### Task prompt
Render the lines of the items starting with the line containing "Query: **weathered concrete wall**" and going on through the line containing "M 91 65 L 186 62 L 187 51 L 89 49 Z" as a JSON list of strings, one string per line, with blank lines left out.

## Start Extracted entries

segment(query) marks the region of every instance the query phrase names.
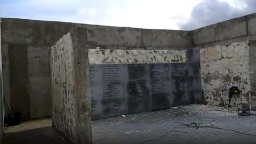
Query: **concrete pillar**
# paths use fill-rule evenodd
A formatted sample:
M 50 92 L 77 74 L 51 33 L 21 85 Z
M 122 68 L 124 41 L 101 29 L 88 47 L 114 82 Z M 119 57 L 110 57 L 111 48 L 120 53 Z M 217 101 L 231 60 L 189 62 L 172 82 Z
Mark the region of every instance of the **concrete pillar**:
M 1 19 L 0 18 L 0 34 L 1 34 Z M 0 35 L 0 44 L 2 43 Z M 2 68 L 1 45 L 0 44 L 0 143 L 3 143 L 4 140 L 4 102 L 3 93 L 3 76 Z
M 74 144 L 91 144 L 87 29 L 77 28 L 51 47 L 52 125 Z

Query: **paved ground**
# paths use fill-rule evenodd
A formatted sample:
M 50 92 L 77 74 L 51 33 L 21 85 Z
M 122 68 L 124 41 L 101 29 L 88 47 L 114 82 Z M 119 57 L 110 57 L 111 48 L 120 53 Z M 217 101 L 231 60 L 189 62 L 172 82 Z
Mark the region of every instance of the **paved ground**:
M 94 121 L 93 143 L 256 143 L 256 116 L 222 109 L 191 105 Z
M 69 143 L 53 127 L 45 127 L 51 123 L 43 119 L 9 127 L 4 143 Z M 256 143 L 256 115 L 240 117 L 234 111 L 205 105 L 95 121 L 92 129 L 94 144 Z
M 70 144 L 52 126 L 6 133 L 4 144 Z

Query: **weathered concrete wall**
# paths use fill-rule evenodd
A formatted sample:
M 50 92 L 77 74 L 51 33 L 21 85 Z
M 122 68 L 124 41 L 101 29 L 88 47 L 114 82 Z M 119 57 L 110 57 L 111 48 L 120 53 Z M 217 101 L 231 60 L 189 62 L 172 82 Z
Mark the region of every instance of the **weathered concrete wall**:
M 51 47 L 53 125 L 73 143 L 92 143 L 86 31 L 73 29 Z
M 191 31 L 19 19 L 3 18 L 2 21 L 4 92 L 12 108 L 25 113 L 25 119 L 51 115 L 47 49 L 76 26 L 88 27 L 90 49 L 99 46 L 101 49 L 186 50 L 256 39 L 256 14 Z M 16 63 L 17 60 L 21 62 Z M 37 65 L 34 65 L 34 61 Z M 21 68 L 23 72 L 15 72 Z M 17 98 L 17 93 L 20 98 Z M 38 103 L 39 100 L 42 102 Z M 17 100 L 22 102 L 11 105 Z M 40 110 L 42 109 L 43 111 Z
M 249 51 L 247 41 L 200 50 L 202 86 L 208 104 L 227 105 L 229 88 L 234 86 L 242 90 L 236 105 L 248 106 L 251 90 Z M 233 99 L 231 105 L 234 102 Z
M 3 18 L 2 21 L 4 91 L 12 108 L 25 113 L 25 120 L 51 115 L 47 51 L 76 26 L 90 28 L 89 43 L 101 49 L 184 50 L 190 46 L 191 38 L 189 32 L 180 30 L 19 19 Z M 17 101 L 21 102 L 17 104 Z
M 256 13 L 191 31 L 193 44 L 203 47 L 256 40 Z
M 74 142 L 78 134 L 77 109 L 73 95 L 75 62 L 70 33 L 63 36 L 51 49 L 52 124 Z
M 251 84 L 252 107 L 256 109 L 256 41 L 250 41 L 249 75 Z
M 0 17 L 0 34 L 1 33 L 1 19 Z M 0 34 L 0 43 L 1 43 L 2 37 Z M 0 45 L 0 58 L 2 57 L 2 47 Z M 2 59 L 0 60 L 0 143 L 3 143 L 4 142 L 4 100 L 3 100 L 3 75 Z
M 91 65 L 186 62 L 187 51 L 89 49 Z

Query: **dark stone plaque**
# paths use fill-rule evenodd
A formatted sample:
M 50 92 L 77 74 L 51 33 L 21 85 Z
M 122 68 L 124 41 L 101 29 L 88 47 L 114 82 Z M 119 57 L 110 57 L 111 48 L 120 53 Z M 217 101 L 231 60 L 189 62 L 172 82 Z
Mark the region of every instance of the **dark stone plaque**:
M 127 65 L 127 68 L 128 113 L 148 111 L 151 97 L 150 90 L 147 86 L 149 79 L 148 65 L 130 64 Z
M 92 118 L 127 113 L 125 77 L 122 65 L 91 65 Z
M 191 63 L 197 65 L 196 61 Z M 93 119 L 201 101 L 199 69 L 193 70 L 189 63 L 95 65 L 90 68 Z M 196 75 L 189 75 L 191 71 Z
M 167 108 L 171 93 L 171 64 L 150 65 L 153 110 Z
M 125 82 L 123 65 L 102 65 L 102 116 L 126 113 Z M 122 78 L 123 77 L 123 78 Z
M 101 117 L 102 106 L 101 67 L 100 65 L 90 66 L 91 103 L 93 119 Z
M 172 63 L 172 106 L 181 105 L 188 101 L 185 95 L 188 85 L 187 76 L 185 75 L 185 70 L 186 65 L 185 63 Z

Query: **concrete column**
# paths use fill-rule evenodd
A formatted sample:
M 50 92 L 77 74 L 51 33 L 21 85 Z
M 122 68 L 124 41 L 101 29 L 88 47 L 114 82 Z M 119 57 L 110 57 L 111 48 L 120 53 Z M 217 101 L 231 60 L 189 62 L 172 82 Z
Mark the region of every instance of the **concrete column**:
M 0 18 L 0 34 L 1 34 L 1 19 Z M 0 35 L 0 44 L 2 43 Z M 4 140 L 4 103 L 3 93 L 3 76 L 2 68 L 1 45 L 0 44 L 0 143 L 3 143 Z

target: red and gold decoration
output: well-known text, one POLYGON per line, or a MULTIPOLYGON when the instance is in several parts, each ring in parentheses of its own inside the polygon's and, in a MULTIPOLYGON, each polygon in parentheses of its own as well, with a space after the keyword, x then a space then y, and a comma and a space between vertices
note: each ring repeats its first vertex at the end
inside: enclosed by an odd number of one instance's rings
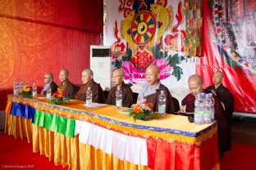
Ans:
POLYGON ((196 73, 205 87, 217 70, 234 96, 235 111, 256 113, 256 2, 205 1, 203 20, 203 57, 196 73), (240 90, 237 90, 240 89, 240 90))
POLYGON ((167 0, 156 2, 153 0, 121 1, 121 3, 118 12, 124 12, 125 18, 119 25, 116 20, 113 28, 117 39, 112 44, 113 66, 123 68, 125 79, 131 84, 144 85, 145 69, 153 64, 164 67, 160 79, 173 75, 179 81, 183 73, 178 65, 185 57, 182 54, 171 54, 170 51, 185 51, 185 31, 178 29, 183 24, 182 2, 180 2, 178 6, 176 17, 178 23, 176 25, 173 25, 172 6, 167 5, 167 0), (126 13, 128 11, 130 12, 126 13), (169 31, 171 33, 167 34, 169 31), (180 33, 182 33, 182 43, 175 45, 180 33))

## End Extracted entries

### Worked solution
[
  "Query: **weathered concrete wall**",
  "# paths use fill-rule evenodd",
  "A formatted sample:",
  "M 50 92 L 77 74 L 51 33 L 21 85 Z",
  "M 122 68 L 124 41 L 101 29 L 88 47 L 114 82 Z M 119 57 L 110 57 L 111 48 L 120 53 Z M 217 101 L 231 60 L 189 62 L 172 82 Z",
  "Mark the region of every instance of the **weathered concrete wall**:",
  "M 51 47 L 53 125 L 73 143 L 92 143 L 86 31 L 73 29 Z",
  "M 191 31 L 19 19 L 3 18 L 2 21 L 4 92 L 12 108 L 25 113 L 25 119 L 51 115 L 47 49 L 76 26 L 88 27 L 90 49 L 99 46 L 101 49 L 186 50 L 256 39 L 256 14 Z M 16 63 L 17 60 L 21 62 Z M 37 65 L 34 65 L 34 61 Z M 21 68 L 23 72 L 15 72 Z M 17 98 L 17 93 L 20 98 Z M 38 103 L 39 100 L 42 102 Z M 17 100 L 22 102 L 11 105 Z M 40 110 L 42 109 L 43 111 Z",
  "M 249 51 L 247 41 L 200 50 L 202 86 L 208 104 L 227 105 L 229 88 L 234 86 L 242 90 L 236 105 L 248 106 L 251 90 Z M 233 99 L 231 105 L 234 102 Z",
  "M 3 18 L 2 21 L 4 91 L 12 108 L 25 113 L 25 120 L 51 115 L 47 51 L 76 26 L 90 28 L 89 43 L 101 49 L 184 50 L 190 46 L 191 38 L 189 32 L 180 30 L 19 19 Z M 17 101 L 21 102 L 17 104 Z",
  "M 256 13 L 191 31 L 193 44 L 203 47 L 256 40 Z",
  "M 74 142 L 78 134 L 77 109 L 73 95 L 75 62 L 70 33 L 63 36 L 51 49 L 52 124 Z",
  "M 251 84 L 252 107 L 256 109 L 256 41 L 250 41 L 249 75 Z",
  "M 0 17 L 0 34 L 1 33 L 1 19 Z M 0 34 L 0 43 L 1 43 L 2 37 Z M 0 45 L 0 58 L 2 57 L 2 47 Z M 2 59 L 0 60 L 0 143 L 3 143 L 4 142 L 4 100 L 3 100 L 3 75 Z",
  "M 91 65 L 186 62 L 187 51 L 89 49 Z"
]